Le 23 août 1851, j'appliquai à huit heures et demie du matin, sur le

bras d'un paralytique, un vésicatoire de poudre de mylabris; à quatre heures du soir, quand j'enlevai l'appareil, la vésication était complète.

J'ai, à la maison de santé, fait d'autres expériences qui m'ont démontré que ce médicament jouissait de propriétés, sinon supérieures, du moins égales à celles des cantharides.

En ville, les trois expériences suivantes m'ont prouvé que la poudre de mylabre avait des propriétés épispastiques supérieures à celles des cantha rides dans l'Inde.

Chez une dame atteinte de sciatique, à qui quelque temps auparavant j'avais appliqué sur le mollet un vésicatoire de cantharides qui avait mis dix-huit heures à produire une vésication parfaite, j'ai vu la poudre de mylabris déterminer le même effet au bout de sept heures. Une religieuse à qui j'avais déjà appliqué huit vésicatoires volants, a reconnu au neuvième, dont je lui avais caché la composition, une telle activité, qu'elle n'hésita pas à m'assurer que je n'avais pas prescrit un vésicatoire aux cantharides. Celui-ci, me dit-elle, a commencé à se faire sentir au bout d'une heure après son application. Un dixième vésicatoire produisit des effets analogues et put être enlevé comme le précédent à la chute du jour; tandis que les anciens vésicatoires, bien que, appliqués à la même heure, ne pouvaient être pansés que fort avant dans la nuit.

Depuis que j'ai écrit ces lignes (16 septembre 1851), un an s'est écoulé, et je n'ai employé que le mylabre comme insecte vésicant et toujours avec le même succes.

J'ai reçu une lettre de M. le docteur Poupeau que j'avais prié de faire des expériences sur le mylabris. Il y constate ses énergiques propriétés vésicantes.

J'ai aussi essayé la teinture de mylabris à l'intérieur dans les cas suivants, et j'ai pu me convaincre que les propriétés étaient plus énergiques que celle de la teinture de cantharides préparée de la mème manière, c'est-à-dire d'après la formule du codex,

I. Cobalou. Lèpre anesthésique avec une ulcération de mauvaise rature au pied : La teinture a été donnée du 27 février au 10 mars 1852. J'ai commencé par six gouttes et j'ai poussé jusqu'à quatorze. Sous l'influence de ce traitement, l'anesthésie des pieds et des mains a cessé et l'ulcère s'est cicatrisé.

II. Arlapin. Lèpre anesthésique et juzam: La teinture a été administrée du 25 mai au 18 juin. Je commence par dix gouttes et je pousse jusqu'à trente-cinq. L'anesthésie des pieds et des mains se guérit ainsi que les plaies à la suite desquelles les doigts et les orteils se détachent (juzam). Il survient, à la dernière époque indiquée, une constipation assez rebelle, et l'anesthésie se reproduit de nouveau. Le 24, la constipation ayant été vaincue, je reprends la teinture à la dernière dose. Il survient de l'ischurie qui est traitée par des moyens appropriés, et le 27 juin, le malade sort, ayant la peau des pieds et celle des mains jouissant de la sensibilité tactile,

III. Minatchy. Syphilis constitutionnelle: Plusieurs des accidents avaient cédé à un traitement mercuriel prolongé ; mais il existait des bubons sousmaxillaires et parotidiens que rien ne pouvait modifier. J'essayai, sans succès, la teinture d'asclepias gigantea. Du 12 juillet au 11 août, elle fut soumise à l'usage de la teinture de mylabris de dix à douze gouttes. Elle est sortie guérie.

--- ENREGISTREMENTS ---
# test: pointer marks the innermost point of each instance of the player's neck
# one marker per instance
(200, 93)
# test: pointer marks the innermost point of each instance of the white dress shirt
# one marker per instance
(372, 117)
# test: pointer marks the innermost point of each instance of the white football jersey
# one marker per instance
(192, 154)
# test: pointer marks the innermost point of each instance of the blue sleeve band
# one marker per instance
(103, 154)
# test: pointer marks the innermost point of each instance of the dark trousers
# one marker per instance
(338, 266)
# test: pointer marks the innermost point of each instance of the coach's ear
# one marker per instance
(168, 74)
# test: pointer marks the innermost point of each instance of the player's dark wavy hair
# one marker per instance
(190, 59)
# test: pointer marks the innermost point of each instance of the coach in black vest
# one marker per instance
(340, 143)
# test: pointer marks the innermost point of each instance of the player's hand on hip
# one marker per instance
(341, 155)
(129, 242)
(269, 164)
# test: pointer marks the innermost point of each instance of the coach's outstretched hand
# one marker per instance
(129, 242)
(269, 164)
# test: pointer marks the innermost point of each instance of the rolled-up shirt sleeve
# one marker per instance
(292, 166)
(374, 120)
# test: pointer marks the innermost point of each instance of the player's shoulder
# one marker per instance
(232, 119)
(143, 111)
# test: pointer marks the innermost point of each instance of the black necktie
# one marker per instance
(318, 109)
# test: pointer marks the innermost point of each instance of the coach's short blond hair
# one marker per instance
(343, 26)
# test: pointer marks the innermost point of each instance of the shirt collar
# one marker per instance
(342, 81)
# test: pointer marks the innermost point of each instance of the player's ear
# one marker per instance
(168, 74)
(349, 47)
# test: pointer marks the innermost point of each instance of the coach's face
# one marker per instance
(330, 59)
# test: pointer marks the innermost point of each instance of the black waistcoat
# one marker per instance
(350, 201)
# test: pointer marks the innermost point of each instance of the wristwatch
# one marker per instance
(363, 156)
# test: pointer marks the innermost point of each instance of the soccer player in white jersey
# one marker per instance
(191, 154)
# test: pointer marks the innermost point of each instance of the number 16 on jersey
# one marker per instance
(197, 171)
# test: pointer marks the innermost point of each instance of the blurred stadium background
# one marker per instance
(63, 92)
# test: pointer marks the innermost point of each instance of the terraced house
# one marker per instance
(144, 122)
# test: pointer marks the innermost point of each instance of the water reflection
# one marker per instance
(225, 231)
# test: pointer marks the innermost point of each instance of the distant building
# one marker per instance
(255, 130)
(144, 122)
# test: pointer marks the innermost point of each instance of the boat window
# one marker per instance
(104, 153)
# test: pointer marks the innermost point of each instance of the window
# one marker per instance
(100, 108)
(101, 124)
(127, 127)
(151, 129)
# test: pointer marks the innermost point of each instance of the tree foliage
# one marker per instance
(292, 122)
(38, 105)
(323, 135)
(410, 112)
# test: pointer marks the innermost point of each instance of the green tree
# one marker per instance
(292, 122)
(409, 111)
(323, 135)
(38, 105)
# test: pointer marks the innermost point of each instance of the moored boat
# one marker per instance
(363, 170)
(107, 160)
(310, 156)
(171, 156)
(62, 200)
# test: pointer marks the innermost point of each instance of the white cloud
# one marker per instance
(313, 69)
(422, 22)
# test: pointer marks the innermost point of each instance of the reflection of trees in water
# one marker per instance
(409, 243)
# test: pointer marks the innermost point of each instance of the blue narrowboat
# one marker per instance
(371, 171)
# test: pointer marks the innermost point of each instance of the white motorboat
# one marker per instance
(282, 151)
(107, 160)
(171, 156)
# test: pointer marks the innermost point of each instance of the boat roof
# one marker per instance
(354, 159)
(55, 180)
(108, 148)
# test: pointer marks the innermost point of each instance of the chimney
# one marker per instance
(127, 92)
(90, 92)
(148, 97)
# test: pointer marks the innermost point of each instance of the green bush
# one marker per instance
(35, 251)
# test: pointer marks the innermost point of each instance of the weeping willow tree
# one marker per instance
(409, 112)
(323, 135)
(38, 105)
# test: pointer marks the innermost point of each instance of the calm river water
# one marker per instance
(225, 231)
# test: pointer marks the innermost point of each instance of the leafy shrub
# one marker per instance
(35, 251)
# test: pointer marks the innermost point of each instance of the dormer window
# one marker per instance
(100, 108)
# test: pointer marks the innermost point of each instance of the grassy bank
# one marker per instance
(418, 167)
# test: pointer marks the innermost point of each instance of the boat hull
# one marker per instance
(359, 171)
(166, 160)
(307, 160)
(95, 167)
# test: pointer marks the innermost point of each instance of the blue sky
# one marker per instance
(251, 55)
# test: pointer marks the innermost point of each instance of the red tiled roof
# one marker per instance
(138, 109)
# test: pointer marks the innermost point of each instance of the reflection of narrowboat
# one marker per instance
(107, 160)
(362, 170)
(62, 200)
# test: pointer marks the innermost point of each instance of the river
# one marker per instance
--
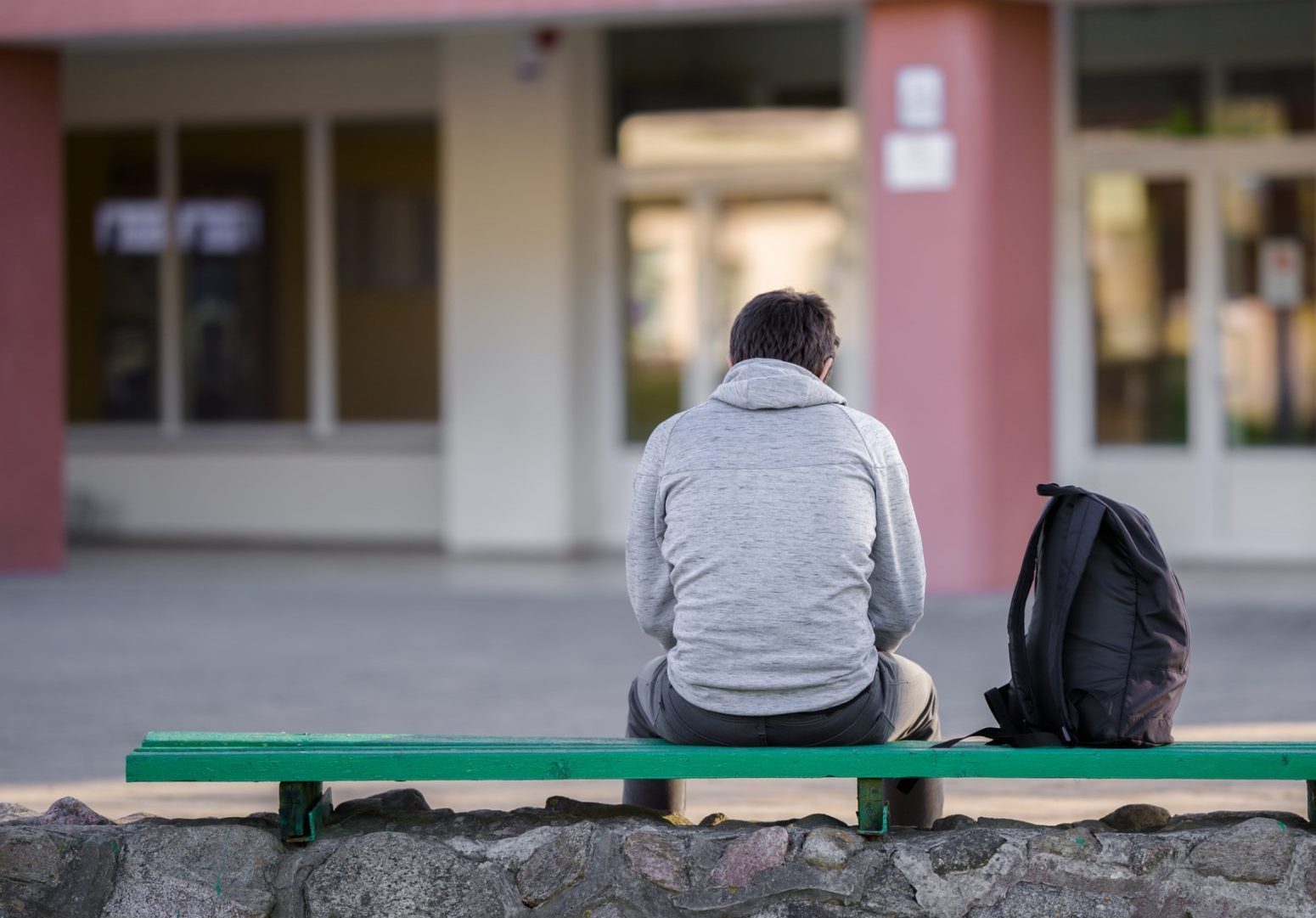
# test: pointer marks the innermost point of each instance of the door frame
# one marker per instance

--- ORDRE DE TRAVAIL ---
Répondez, s'il vous plaît, aux questions suivantes d'après l'extrait sur la poudre de mylabris, en marquant chaque réponse de la même lettre que sa question.
(a) Au bout de combien d'heures la poudre de mylabris a-t-elle produit une vésication parfaite chez la dame atteinte de sciatique ?
(b) Qui a envoyé une lettre constatant les énergiques propriétés vésicantes du mylabris ?
(c) Jusqu'à combien de gouttes la dose de teinture a-t-elle été poussée chez Arlapin ?

--- TÂCHE ACCOMPLIE ---
(a) Sept heures.
(b) M. le docteur Poupeau.
(c) Trente-cinq gouttes.